• _Work item_
Restate the entries below in full, exactly as they read, but without pictures.

• _Dataset content_
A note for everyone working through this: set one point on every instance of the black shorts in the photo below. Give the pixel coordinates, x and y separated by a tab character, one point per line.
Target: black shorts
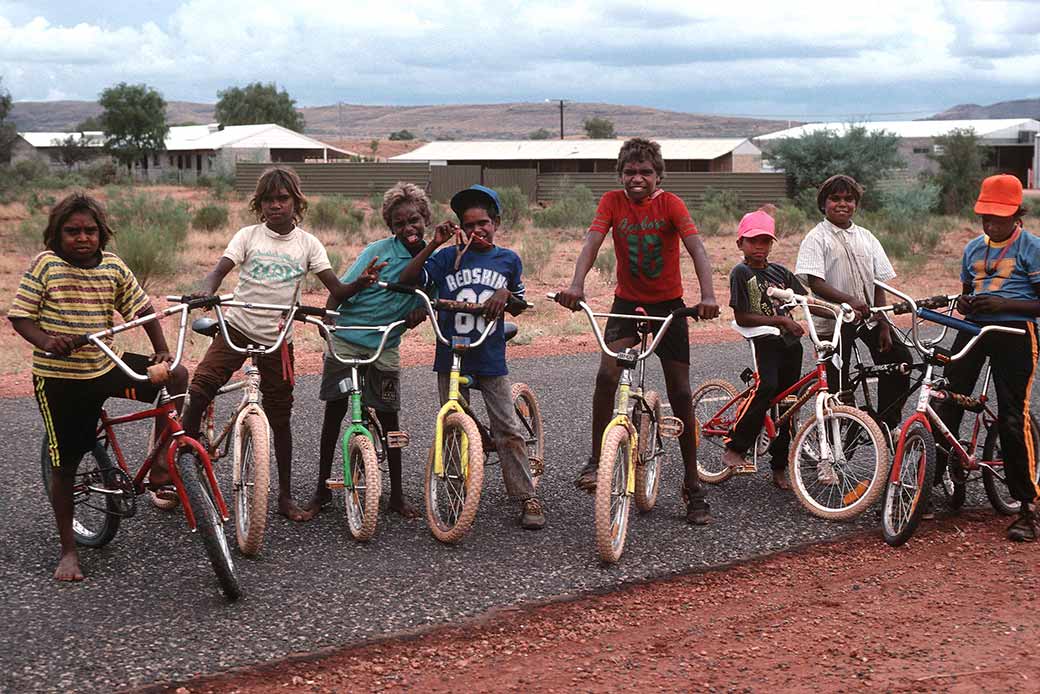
673	347
72	407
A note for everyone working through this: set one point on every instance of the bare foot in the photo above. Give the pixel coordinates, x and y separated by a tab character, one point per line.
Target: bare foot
69	567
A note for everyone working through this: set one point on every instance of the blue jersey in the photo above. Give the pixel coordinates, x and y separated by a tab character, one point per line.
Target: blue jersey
479	275
1010	270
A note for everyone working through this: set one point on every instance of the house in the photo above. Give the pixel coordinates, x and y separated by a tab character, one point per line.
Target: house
1013	142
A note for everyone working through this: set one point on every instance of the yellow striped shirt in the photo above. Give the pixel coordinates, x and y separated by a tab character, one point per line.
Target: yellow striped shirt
65	300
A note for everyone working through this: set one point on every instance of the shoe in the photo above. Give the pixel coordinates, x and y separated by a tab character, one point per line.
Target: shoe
531	514
1024	528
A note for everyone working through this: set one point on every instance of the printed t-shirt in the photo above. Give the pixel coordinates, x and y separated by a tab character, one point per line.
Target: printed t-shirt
1014	276
65	300
271	268
479	275
374	306
646	242
747	293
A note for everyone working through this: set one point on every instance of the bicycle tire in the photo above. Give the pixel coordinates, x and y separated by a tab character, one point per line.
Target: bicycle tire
527	409
648	466
208	523
251	479
362	494
450	521
92	527
909	487
858	477
707	399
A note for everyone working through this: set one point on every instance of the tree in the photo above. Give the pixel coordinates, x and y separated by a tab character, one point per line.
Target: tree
134	122
258	103
598	128
811	159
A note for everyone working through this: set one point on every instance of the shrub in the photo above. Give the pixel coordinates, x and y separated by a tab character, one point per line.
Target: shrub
210	217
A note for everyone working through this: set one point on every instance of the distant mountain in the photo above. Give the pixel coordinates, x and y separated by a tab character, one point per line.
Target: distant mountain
450	122
1017	108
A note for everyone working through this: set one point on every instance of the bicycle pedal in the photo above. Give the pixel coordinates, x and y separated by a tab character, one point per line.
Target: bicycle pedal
397	439
670	427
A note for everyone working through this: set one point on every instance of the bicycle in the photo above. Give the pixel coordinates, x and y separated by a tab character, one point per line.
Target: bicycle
909	485
632	443
455	468
837	462
104	492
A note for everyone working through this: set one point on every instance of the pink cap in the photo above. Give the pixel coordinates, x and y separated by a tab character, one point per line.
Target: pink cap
756	224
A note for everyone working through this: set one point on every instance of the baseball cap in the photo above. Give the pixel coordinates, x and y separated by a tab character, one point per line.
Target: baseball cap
465	199
756	224
1001	195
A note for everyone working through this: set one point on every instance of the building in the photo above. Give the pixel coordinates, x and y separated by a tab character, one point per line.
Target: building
1013	142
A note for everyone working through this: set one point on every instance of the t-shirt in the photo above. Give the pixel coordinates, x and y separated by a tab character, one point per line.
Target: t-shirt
373	306
271	271
65	300
646	242
1014	276
747	292
479	275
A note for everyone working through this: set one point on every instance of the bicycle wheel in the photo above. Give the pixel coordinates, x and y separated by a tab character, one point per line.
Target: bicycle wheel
525	404
363	489
646	419
909	487
453	495
709	401
251	476
612	495
208	523
96	516
852	479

• _Response area_
A note for everyone working through this: set one point on every instance of the black shorts in the photo below. Give the pixel coordinates, x and y separated by a tab character, one point per line.
Target: black shorts
673	347
72	407
A note for everyone working through this: set one point on every instance of the bare foot in the photo above. Give the pixel coordinates, x and y separated by a tab character, one point per line.
Target: bare foot
69	567
A note for everyone working through this: set one point on every instance of the blue jersey in the photo above. Give the pixel coordinates, x and y separated by a tab character, one point per line.
Target: blue jersey
479	275
1010	270
A note for everyone working through this: set one point on every instance of the house in the photo above. Give the pixel coordinates, x and y separated by a tab character, one point per line.
Target: house
1013	142
A note for everyone working through this: set one point on every instance of the yellow striped shirt in the photo above. Give the pixel coordinates, x and y separated by a tab character, one point per line.
Target: yellow striped shirt
65	300
A note for everyone working through this: set one point on every instance of the shoe in the photo above. Give the pixel coordinates, x and y separated by a tab character, one point per line.
Target: shoe
531	514
1024	528
A note for everyone working through this: set one point on every instance of the printed t-shirt in the photo above. Give the pixel coordinates, x and y separated by a tab character, one point per line.
Target: printed t-shirt
1014	276
65	300
271	268
479	275
374	306
646	242
747	293
A note for everyone working through this: set one point on every instance of the bicycle tire in the photo above. Give the pixel coordinates, x and y separated by a tab character, one point per line.
Target: bicycle tire
527	409
648	466
208	523
251	479
362	494
450	521
92	527
909	487
858	477
707	399
A note for everyone working through this: set one point on every instance of the tree in the photo above. Give the pixel coordinates, x and y separated by a tab character, one point per line.
Target: tree
134	122
258	103
598	128
811	159
A note for everyone working through this: set one point on every instance of the shrub in the photo above. Give the pixel coordinates, x and y separated by a tab character, one point per line.
Target: shrub
210	217
A note for everyone working through this: set one point on every instance of the distant mountain in the photo above. Give the pixel coordinates, x and y separated by a tab character, one point per line.
Target: distant mountain
450	122
1017	108
A note for everyone working through this: set one point on every instance of the bicycle pedal in the photo above. Give the pixel coordinates, x and y separated by a tab character, one point per line.
Target: bicycle pedal
397	439
670	427
A note for everyone working through this: set one point on every instance of the bicycle in the photo above. Give the pixel coordinates, x and y separated by a tab character, one point per line.
Target: bicycle
909	485
632	443
455	468
837	462
104	492
A note for everyone working through this: set one point on every instance of the pink cap in the photo above. Give the pixel coordinates, x and y separated by a tab character, one point per line.
Target: pink cap
756	224
A note for everyone working through this: set one point on every instance of the baseball cap in the photo above. Give the pixel coordinates, x and y separated by a tab character, one point per line.
Target: baseball cap
465	199
756	224
1001	195
A note for everyone working through this: set one point on every instance of the building in the photo above. Give the pixel coordinates, x and y separated by a tab character, one point per line.
Target: building
1013	142
A note for everyone working through this: set one point on every instance of the t-shirt in the photo above. Give the pixel coordinates, x and y separated by a tab character, one point per line.
Target: t-shirt
373	306
271	271
65	300
646	242
1014	276
747	292
479	275
A note for everyone working through this: set one point on every instance of the bicycle wheel in the photo above. Give the pixel coordinates, x and y separated by a tab character, one point per line.
Target: bicycle wheel
525	404
363	489
646	419
909	487
453	495
709	401
251	476
612	495
208	523
96	516
852	479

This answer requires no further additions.